Chevron in Ecuador

The archive of the Clean Up Ecuador campaign website

Chevron Investors Urged To Freeze Purchase of Company Stock Because of Ecuador Disaster

Amazon Contamination is a Moral and Financial Liability No Company Should Sanction, Warn Environmentalists
Trudie Styler, Amazon Watch Join Forces To Call for Buy Freeze

Amazon Watch

Amazon Watch
Contact: Karen Hinton at +1.703.798.3109

San Francisco, CA. - Amazon Watch and environmental activist/producer Trudie Styler joined forces today to urge Chevron investors to impose a "buy freeze" of Chevron stock until the oil major resolves a multi-billion dollar liability arising from a landmark environmental lawsuit over its toxic contamination of a vast area of the Ecuadorian Amazon.

The call came in separate letters from Styler and Amazon Watch, a human rights and environmental group, during the Business for Social Responsibility (BSR) conference in San Francisco. Co-sponsored by Chevron, the conference draws more than 1,000 corporate leaders from across the world to debate issues of social and environmental responsibility.

Despite Chevron's current $15 million advertising campaign portraying the company as a responsible corporate citizen, Amazon Watch charged in its letter that Chevron has a human rights and environmental record that should be beyond the pale for any reputable company; in addition to the Ecuador disaster, which resulted from Texaco (now Chevron) deliberately dumping 18 billion gallons of toxic wastewater into the rainforest, Chevron is accused of using the Nigerian military to repress protests, resulting in the deaths of various villagers. Chevron is also being criticized heavily for generating hundreds of millions in royalties for the military government of Burma through its ownership of a gas project in the country.

In the letter, Amazon Watch warns investors that Chevron's liability in Ecuador is not just moral but also financial, and potentially affects the company's bottom line given that the 30,000 plaintiffs there, all impoverished rainforest dwellers, are demanding an environmental remediation that various experts say could cost $10 billion.

Amazon Watch writes: "Despite Chevron's decade-long attempt to conceal these liabilities from shareholders, regulatory authorities and financial markets, the imminence of a final decision in the lawsuit can no longer be hidden. A growing group of investors and analysts are increasingly concerned that Chevron's modus operandi in Ecuador has unnecessarily exposed the company to serious, long-term financial and reputational risks."

Styler, the wife of Sting, has written her own letter to investors urging them to commit to not purchase Chevron stock until the company pays for a full clean-up of the Ecuadorian Amazon. "The pollution that Chevron left behind is killing people," she writes. "Human decency requires nothing less than the company's acceptance of responsibility for cleaning up the contamination."

Styler has visited Ecuador's Amazon region twice in recent months to meet with indigenous and community leaders living in the area where Chevron operated. Along with UNICEF, Styler and the Rainforest Foundation she founded with Sting in 1989 is funding a pilot project to deliver clean water to residents in the region.

■ **LISTED ENTRIES**:

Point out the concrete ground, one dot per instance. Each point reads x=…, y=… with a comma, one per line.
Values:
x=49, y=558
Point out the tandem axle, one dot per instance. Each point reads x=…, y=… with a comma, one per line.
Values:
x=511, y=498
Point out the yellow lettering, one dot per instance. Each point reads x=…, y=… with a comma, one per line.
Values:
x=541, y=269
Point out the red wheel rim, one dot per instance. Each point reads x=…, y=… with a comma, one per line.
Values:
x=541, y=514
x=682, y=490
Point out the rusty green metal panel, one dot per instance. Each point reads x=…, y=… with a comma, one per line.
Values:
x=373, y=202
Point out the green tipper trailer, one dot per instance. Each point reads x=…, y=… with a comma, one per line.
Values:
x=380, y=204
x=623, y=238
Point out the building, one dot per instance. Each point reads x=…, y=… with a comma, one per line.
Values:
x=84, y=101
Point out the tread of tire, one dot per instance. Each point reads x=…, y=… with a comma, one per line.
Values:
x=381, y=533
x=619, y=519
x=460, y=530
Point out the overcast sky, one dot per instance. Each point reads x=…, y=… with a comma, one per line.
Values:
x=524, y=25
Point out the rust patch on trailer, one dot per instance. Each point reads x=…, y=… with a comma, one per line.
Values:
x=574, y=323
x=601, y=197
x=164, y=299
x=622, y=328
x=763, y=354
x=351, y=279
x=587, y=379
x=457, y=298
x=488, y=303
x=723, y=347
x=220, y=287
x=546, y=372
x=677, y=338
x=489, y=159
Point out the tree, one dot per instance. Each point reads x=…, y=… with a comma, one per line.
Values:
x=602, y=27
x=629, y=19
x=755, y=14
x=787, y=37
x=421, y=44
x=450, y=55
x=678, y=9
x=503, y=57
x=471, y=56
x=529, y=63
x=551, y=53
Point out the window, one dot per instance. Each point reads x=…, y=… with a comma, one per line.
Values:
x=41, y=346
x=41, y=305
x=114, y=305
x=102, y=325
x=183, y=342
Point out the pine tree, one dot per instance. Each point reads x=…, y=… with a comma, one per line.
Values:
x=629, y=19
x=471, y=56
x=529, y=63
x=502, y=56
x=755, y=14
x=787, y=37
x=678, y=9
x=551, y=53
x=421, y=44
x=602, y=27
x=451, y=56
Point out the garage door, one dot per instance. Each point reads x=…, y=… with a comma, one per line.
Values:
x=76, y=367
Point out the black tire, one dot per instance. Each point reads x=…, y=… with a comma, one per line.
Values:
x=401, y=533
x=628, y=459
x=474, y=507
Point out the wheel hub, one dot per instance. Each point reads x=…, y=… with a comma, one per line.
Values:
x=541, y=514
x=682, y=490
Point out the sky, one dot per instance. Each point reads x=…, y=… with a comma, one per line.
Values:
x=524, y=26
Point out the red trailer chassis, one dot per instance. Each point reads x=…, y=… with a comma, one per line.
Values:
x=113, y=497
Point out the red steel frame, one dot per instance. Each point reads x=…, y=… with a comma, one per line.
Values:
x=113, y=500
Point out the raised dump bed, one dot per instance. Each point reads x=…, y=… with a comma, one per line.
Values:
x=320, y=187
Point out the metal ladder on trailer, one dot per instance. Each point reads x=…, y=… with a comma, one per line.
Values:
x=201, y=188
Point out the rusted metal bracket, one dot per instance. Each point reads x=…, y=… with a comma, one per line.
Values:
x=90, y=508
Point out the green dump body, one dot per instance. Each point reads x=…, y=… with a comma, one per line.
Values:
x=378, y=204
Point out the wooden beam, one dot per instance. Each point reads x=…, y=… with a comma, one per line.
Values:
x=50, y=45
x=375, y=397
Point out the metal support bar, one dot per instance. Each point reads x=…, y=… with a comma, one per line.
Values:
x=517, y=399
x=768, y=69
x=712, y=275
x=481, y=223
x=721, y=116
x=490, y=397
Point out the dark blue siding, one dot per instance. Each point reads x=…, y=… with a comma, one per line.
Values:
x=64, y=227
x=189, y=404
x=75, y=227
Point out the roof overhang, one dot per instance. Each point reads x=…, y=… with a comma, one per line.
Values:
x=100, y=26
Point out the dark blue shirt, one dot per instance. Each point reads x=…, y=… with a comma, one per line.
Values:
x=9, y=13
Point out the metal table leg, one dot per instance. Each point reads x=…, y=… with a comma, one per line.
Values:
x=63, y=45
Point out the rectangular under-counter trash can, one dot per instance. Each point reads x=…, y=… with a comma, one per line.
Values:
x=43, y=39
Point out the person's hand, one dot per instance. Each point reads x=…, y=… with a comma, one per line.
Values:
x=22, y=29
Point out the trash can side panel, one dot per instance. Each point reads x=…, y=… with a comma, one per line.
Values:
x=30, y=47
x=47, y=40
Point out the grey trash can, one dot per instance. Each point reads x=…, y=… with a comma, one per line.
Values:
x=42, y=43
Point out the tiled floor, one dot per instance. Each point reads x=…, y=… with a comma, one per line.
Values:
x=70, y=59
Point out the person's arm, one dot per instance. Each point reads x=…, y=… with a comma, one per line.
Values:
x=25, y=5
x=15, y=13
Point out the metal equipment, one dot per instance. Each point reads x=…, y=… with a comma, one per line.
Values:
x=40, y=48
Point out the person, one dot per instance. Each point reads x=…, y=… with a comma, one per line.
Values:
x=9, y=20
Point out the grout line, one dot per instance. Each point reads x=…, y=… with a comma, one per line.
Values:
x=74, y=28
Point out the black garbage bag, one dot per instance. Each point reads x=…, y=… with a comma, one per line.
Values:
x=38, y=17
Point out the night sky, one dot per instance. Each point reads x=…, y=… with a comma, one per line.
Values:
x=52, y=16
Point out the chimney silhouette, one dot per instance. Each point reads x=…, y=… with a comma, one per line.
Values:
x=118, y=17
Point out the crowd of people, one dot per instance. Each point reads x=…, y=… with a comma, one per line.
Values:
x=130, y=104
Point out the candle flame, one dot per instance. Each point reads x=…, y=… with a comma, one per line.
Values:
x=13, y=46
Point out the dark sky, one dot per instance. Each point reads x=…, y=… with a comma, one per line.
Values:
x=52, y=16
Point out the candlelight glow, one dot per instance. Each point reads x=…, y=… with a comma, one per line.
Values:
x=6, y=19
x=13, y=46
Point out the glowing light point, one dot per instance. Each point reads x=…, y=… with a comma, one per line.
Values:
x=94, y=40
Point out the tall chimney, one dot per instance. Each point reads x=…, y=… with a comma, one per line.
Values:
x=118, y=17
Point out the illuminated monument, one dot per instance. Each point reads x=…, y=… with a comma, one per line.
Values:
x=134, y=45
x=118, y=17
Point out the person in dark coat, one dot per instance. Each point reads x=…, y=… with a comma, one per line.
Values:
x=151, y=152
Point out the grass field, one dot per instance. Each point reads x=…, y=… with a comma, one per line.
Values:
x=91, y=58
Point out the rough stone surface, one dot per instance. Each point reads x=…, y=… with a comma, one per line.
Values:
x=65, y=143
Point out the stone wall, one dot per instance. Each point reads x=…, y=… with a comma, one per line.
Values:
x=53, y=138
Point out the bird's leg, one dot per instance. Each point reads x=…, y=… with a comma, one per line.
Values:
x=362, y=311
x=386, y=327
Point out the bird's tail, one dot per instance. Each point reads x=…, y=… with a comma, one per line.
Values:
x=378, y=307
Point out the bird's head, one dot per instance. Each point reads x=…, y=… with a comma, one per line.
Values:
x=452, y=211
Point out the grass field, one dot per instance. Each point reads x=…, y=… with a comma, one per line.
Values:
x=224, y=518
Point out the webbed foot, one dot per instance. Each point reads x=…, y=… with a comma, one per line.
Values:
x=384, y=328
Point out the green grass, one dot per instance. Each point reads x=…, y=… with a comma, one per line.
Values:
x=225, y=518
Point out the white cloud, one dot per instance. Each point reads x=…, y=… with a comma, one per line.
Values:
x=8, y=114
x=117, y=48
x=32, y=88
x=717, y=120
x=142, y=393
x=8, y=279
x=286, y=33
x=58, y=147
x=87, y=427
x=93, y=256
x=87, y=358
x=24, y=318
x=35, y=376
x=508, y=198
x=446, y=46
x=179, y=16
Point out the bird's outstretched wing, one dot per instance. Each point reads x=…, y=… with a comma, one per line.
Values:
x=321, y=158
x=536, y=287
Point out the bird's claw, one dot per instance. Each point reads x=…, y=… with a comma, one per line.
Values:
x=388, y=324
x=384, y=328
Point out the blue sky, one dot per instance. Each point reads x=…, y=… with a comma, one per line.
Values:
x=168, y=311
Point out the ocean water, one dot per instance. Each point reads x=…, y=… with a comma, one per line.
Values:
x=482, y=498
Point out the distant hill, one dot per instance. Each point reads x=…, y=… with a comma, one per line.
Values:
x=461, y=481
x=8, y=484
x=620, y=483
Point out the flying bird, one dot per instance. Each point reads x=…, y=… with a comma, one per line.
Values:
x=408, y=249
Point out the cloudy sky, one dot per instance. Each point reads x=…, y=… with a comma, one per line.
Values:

■ **WORK INSTRUCTIONS**:
**A)** According to the Chevron press release, how many gallons of toxic wastewater did Texaco dump into the rainforest?
**B)** Retype the Chevron press release from "Styler has visited" to "in the region.".
**C)** Extend the Chevron press release past its final sentence.

■ **SET OF ANSWERS**:
**A)** 18 billion gallons

**B)**
Styler has visited Ecuador's Amazon region twice in recent months to meet with indigenous and community leaders living in the area where Chevron operated. Along with UNICEF, Styler and the Rainforest Foundation she founded with Sting in 1989 is funding a pilot project to deliver clean water to residents in the region.

**C)**
Mitch Anderson, Amazon Watch Corporate Accountability Campaigner, said: "Chevron is spending millions of dollars in advertising to convince investors and consumers that it cares about human rights and the environment. But no amount of misleading advertising can hide Chevron's gross violations of human rights in Ecuador. Everything else is just corporate greenwashing while innocent people in the rainforest suffer and die as a result of Chevron's greed."

Amazon Watch is contacting institutional and individual shareholders - in particular, socially responsible investment community (SRIs) and public employees, teachers and university pension funds to urge them to join the buy freeze. The trial court in Lago Agrio, Ecuador, has found shocking levels of life-threatening toxins at dozens of former Chevron production sites in Ecuador. At the Chevron well-site Lago 2, Total Petroleum Hydrocarbons (TPHs) were found at 325,000 parts per million - 3,250 times higher than permitted in California, Chevron's home state. At another site (Sacha Norte 2), Chevron itself reported a TPH sample at 91,800 ppm - or 918 times higher than U.S. law.

Now Chevron is being accused of fraud in Ecuador for lying about the results of a limited remediation it did in the mid-1990s. At several sites Chevron claims to have remediated, levels of toxicity in the soil have been reported that greatly exceed U.S. standards and the norm in Chevron's remediation contract.

As a result, Ecuador's Attorney General has asked the U.S. Department of Justice to investigate Chevron's alleged fraud. The Securities and Exchange Commission already is probing the company for failing to disclose the potential liability to shareholders.

The Ecuador court case is expected to reach a conclusion in 2008 after more than a decade of litigation in US and Ecuadorian courts. Currently, thousands of oil and water samples submitted to the court by both the plaintiffs and Chevron show overwhelming toxic and carcinogenic contamination in a vast oil concession operated from the 1960s to the 1990s. Local communities are suffering a public health crisis, including a wave of cancers, according to representatives of the plaintiffs.